> [AIM OF THE EXERCISE]:
Find the string "roof" in the data, and copy out each line that has it.

*** Opening of DATASET CONTENT ***

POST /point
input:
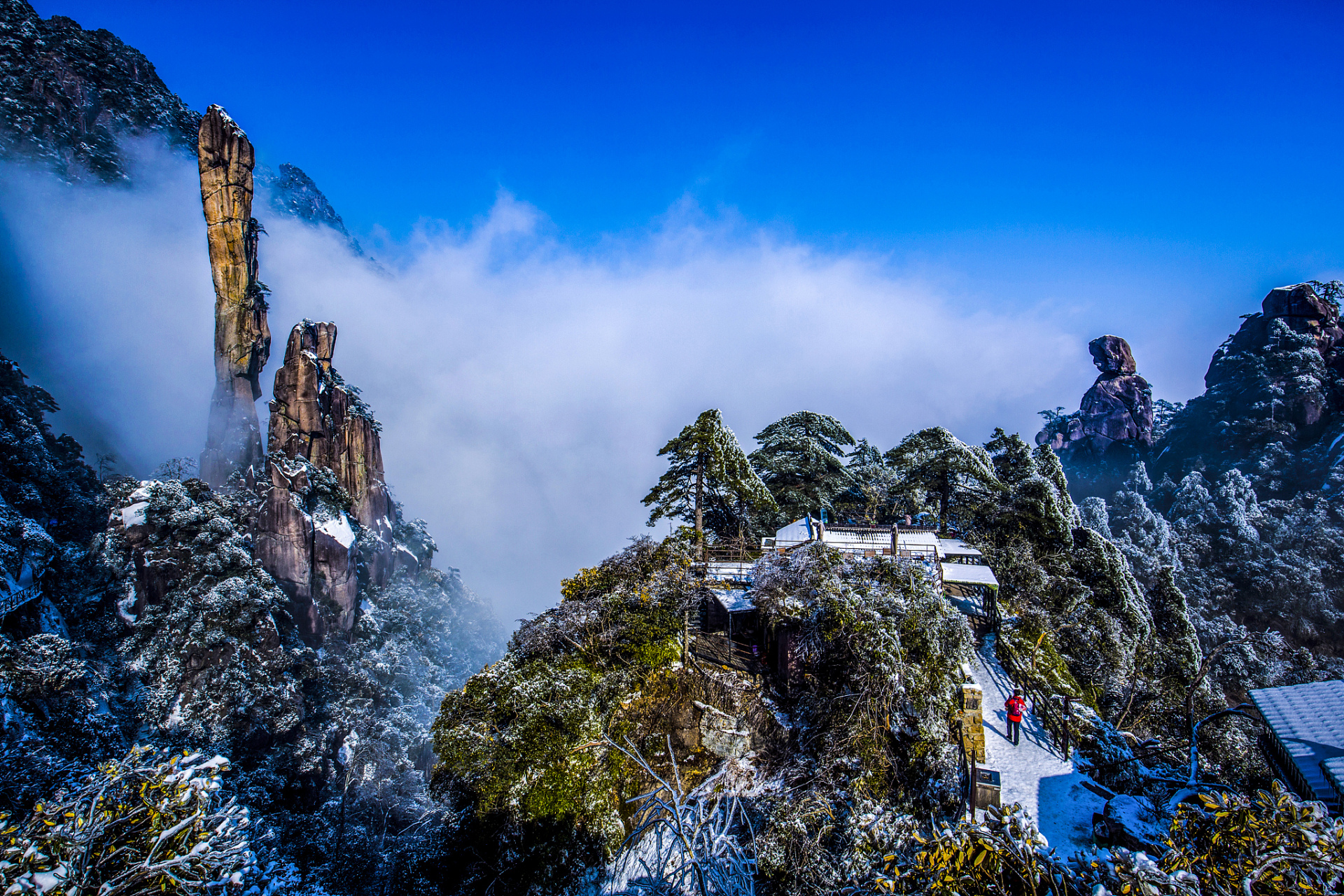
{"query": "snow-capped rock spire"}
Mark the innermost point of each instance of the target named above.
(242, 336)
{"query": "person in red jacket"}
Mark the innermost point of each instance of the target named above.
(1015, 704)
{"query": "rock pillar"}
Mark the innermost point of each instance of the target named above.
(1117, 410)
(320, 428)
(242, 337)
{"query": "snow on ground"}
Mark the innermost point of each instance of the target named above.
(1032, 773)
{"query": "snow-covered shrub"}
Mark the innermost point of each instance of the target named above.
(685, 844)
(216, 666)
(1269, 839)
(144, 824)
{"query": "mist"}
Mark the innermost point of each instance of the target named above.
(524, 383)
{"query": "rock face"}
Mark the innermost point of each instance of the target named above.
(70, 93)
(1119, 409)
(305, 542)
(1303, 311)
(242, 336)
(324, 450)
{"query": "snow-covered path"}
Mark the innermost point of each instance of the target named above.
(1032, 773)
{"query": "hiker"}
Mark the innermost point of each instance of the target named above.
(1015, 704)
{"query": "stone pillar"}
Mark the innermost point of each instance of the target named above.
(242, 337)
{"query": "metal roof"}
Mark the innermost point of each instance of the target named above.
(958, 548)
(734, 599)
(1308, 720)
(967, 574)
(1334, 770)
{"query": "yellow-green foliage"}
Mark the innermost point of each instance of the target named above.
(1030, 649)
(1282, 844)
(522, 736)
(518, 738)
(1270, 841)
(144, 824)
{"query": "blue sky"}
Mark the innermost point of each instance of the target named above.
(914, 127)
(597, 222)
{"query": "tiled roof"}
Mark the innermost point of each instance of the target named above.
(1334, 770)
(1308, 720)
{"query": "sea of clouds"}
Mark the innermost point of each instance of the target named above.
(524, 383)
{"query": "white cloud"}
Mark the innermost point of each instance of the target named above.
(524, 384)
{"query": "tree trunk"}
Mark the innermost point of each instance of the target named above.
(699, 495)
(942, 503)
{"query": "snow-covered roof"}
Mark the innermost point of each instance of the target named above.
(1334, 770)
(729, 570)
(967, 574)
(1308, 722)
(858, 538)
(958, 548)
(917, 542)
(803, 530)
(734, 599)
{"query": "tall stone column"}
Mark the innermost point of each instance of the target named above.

*** Close of DATASET CONTENT ***

> [RESPONSE BELOW]:
{"query": "metal roof"}
{"query": "tiled roof"}
{"query": "snow-covered roof"}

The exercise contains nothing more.